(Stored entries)
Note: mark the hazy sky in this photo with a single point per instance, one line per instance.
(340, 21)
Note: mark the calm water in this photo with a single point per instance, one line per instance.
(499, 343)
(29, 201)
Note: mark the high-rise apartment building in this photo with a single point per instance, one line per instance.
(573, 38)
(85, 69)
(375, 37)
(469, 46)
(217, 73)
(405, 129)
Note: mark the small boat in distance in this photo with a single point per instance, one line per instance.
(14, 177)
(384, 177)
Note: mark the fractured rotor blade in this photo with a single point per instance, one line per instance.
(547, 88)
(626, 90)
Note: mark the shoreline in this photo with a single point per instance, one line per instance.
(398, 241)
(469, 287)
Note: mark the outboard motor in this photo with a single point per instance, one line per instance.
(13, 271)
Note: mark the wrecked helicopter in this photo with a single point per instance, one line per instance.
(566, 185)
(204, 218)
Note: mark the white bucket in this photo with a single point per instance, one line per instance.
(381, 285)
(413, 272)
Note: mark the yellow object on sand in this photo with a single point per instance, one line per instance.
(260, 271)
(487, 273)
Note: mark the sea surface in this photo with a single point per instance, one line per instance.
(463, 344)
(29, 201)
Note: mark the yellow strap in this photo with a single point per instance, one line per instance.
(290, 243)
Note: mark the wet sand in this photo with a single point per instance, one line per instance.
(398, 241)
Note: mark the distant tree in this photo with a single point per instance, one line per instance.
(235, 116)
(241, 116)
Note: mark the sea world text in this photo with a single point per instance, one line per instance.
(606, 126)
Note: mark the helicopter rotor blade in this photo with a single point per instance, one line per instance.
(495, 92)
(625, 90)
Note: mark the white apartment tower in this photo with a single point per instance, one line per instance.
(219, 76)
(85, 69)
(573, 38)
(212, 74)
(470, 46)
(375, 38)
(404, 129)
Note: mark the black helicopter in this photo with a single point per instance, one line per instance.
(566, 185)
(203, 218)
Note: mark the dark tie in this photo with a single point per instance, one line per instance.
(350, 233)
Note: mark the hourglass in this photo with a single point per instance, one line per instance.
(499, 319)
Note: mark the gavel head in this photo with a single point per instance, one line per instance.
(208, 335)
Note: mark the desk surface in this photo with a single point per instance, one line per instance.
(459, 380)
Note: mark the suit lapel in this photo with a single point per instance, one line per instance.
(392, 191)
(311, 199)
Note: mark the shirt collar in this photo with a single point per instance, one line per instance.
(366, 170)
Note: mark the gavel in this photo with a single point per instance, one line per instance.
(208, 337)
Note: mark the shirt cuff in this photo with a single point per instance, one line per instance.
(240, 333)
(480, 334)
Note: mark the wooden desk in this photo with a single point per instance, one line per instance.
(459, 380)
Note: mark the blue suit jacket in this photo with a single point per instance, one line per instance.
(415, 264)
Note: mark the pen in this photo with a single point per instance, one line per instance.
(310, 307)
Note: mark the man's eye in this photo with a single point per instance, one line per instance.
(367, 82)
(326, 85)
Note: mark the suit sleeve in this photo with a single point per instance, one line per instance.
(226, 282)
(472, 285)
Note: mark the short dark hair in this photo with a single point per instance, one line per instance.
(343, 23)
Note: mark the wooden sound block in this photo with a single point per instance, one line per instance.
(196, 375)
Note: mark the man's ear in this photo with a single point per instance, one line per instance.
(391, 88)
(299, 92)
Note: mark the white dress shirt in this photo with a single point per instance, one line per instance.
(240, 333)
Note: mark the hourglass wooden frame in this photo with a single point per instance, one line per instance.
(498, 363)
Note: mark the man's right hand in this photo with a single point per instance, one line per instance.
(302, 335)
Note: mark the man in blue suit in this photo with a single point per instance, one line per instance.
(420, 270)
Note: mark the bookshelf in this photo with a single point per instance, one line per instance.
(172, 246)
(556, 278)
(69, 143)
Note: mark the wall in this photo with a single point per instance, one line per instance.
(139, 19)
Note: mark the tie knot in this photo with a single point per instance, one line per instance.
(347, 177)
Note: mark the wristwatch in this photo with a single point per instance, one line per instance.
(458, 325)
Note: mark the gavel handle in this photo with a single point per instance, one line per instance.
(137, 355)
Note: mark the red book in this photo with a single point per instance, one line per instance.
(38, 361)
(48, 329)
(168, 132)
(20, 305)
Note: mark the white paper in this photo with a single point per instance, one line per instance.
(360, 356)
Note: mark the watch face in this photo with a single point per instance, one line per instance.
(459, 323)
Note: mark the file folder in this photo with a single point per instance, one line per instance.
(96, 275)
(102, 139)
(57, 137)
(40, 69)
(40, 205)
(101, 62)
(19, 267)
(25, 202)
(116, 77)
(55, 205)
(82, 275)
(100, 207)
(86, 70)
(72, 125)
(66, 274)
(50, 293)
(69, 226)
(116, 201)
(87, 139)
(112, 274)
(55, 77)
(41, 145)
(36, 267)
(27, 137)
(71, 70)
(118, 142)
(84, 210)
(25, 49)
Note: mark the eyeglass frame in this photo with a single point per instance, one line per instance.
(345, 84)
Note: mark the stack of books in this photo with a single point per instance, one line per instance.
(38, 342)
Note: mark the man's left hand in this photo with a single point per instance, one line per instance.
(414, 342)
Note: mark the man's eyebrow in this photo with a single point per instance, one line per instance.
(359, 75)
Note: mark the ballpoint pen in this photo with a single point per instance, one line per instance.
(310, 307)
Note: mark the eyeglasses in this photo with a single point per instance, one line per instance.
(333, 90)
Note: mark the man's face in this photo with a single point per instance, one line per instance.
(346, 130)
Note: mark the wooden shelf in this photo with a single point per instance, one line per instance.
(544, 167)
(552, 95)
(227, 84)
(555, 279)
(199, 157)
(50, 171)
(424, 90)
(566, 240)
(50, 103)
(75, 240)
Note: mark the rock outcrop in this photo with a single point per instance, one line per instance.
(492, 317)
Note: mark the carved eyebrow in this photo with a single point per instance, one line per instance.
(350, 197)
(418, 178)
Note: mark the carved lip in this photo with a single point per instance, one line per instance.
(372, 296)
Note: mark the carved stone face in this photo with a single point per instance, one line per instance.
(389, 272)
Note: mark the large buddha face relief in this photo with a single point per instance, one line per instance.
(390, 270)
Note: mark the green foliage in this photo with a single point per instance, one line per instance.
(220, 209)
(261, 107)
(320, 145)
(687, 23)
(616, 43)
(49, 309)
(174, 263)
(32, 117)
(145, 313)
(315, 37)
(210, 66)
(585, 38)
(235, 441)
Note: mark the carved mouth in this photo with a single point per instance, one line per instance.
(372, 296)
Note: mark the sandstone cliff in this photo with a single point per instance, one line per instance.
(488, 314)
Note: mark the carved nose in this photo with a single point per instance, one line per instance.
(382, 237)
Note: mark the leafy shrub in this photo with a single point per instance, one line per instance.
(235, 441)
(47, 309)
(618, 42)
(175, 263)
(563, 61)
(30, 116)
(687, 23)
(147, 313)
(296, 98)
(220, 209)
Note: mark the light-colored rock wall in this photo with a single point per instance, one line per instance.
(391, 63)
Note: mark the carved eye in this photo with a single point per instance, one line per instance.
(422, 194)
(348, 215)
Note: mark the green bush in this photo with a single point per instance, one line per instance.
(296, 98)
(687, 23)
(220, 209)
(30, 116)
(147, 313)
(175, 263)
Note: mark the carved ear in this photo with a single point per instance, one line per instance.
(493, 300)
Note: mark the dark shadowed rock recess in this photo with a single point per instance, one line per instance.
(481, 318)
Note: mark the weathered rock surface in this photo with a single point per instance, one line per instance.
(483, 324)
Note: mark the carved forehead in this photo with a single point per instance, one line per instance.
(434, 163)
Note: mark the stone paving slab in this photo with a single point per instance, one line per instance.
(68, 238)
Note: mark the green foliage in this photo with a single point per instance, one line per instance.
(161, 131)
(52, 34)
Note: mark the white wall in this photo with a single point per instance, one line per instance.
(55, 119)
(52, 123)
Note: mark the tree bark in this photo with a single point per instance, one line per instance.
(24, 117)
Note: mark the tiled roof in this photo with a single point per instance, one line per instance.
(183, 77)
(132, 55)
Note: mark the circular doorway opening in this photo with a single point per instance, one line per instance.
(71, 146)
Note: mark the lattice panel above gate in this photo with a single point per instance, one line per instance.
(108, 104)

__Problem requirements__. Set down each line from the line containing "Note: mark the circular" through the final line of the data, exactly and with nothing added.

__Solution__.
Note: mark the circular doorway opening in this photo with a single point per instance, one line per instance.
(71, 146)
Note: mark the lattice panel above gate in this photo with a single point per instance, one line per instance.
(108, 104)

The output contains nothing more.